(Stored records)
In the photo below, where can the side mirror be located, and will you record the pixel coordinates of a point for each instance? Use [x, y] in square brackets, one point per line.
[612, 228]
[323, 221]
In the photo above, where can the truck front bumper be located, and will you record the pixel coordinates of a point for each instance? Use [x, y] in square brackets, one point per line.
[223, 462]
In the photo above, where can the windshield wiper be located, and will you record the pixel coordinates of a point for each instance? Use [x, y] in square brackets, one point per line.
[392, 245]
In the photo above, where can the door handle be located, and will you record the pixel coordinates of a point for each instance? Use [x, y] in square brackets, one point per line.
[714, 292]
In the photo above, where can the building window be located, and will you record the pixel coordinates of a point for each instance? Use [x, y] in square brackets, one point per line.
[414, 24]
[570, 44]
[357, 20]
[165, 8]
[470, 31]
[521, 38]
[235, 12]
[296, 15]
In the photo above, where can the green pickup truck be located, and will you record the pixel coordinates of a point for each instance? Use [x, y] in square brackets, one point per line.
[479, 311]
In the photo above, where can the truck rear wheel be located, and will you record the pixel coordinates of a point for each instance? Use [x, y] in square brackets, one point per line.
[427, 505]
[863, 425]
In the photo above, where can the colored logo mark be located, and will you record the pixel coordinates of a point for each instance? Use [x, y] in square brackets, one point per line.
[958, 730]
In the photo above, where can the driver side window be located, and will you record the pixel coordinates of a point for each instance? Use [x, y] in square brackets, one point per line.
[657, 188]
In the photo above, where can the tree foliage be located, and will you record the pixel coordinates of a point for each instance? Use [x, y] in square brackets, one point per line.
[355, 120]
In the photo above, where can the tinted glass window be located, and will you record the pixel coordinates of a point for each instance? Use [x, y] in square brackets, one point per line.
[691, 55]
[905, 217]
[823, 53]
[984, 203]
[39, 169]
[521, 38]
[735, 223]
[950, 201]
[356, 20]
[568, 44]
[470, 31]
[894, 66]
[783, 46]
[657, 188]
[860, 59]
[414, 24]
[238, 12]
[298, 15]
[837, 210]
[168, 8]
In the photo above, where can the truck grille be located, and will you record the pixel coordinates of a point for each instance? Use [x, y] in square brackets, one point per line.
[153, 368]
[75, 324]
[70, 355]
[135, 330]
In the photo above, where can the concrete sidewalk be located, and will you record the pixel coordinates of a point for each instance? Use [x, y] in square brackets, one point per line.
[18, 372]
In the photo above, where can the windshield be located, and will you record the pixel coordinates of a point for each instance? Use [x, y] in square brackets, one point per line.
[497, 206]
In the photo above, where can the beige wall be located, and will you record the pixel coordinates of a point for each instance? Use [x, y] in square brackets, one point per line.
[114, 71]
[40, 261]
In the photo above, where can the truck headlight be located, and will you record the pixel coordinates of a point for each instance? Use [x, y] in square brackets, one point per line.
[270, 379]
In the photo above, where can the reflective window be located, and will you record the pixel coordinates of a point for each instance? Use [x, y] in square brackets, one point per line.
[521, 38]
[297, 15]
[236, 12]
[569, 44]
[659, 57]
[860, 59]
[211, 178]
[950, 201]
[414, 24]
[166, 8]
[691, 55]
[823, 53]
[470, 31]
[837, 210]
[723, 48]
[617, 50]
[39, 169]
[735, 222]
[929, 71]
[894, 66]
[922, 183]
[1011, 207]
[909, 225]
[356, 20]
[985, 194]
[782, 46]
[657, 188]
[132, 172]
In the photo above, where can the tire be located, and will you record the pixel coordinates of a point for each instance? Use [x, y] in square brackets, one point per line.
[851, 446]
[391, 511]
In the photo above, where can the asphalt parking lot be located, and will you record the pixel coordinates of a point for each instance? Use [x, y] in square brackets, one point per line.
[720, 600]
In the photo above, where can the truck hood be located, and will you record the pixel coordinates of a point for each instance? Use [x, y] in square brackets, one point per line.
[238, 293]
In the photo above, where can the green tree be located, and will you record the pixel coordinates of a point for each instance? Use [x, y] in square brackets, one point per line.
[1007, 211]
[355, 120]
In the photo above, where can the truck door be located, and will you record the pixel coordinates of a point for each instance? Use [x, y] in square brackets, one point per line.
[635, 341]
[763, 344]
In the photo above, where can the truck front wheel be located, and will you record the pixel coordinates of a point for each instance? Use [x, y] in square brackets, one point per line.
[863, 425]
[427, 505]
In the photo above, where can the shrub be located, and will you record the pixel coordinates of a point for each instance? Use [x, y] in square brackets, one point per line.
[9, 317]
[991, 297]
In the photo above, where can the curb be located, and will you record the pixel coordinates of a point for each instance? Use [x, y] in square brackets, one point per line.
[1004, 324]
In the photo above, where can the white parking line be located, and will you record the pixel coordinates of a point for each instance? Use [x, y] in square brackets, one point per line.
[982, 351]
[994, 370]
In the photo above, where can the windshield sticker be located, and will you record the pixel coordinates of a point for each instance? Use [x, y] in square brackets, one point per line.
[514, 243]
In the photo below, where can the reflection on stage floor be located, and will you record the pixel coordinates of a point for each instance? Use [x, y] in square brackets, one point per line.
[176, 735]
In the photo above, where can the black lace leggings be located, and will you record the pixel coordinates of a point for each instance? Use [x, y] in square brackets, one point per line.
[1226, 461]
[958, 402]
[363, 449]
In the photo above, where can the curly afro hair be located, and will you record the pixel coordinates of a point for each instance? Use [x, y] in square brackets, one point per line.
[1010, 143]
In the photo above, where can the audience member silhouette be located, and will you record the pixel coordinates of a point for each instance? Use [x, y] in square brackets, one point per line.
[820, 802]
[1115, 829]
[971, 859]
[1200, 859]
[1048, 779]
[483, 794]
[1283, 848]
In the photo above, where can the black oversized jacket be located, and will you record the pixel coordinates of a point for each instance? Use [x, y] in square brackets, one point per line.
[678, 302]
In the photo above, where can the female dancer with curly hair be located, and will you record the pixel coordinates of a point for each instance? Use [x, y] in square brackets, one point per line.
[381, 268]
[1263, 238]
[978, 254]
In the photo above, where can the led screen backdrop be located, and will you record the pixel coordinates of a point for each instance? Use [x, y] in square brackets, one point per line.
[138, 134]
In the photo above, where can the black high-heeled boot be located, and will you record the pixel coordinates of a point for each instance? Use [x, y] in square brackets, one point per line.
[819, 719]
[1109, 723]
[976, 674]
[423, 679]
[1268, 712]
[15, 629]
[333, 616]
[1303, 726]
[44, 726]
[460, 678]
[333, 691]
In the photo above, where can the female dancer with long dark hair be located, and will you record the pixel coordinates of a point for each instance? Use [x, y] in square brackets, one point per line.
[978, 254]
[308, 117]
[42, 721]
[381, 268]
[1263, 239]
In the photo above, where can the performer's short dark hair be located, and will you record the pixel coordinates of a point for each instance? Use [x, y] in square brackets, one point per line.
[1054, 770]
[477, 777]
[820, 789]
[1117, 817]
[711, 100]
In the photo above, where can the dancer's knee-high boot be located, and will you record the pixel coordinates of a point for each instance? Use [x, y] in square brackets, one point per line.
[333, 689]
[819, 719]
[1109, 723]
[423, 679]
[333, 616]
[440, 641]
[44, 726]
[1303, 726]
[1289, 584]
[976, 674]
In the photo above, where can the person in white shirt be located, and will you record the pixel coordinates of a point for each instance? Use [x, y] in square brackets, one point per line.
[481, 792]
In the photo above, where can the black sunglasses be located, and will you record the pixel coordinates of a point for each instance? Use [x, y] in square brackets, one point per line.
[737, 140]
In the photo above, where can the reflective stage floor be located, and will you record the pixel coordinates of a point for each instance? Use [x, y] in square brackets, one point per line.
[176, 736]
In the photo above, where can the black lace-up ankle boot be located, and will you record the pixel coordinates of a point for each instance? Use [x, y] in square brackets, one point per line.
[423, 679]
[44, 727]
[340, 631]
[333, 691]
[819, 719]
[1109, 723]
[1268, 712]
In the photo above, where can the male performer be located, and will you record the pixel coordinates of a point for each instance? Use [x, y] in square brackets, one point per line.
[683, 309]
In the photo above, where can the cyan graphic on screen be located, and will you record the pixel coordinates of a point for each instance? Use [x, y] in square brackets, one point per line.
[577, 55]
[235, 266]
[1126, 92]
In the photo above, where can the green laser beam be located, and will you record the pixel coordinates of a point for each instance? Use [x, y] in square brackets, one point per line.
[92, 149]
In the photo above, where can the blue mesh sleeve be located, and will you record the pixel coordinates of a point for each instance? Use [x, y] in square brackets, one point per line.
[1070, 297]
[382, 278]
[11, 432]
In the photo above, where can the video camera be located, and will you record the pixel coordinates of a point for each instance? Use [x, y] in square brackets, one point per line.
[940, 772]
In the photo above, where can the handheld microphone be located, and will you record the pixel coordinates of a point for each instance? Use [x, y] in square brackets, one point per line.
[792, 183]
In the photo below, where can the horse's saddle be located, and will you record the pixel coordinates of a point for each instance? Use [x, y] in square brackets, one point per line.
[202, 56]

#### WHAT TO WORK ON
Begin at the line that has "In the photo above, where can the black lace-up" and go through the end of the data above. Write out every line again, adding 106 to each coordinate in the answers and keeping all other lines unchanged.

#### SOLUTION
In the photo above, where can the black lace-up ankle boot be located, and will you record the pixel coordinates of a point for each instance? Use [x, y] in square brackets, one point per line.
[529, 785]
[150, 833]
[446, 737]
[439, 797]
[925, 825]
[1215, 829]
[1374, 818]
In the photo above, where can the male performer be located, and will you record the pixel coordinates of a point for each instance? Use [x, y] in square brackets, one point per line.
[789, 415]
In the photo above, where can the cyan graphic on screen be located, and will you record the pixel coordinates of a point for each instance? Use [x, y] in square brackets, one point per line.
[683, 161]
[341, 372]
[1232, 198]
In the photo above, where can the green laser beam be located, and will you record the pixel coordinates of a point for each instance? Use [x, y] in square brackets, one point per line.
[198, 255]
In the photo above, where can the blue mesh sleeve be located, and will you record the pixel coordinates of a point for each instance? Use [x, y] in square brackets, one point per line.
[1176, 403]
[488, 384]
[117, 538]
In the photo above, where can the video camera be located, and will you record the pixel coordinates of a point for each instance? Use [x, y] in square brackets, one point per line.
[1046, 878]
In the photo above, where can the handheld microphone be located, and will you record the pixel coordinates of a point for each instance? Use [x, y] in square brackets, one point per line.
[898, 289]
In the photo below, where can the horse's saddle be located, and will you record the pixel coordinates of a point for each instance? Use [x, y] in square brackets, one point per line.
[308, 162]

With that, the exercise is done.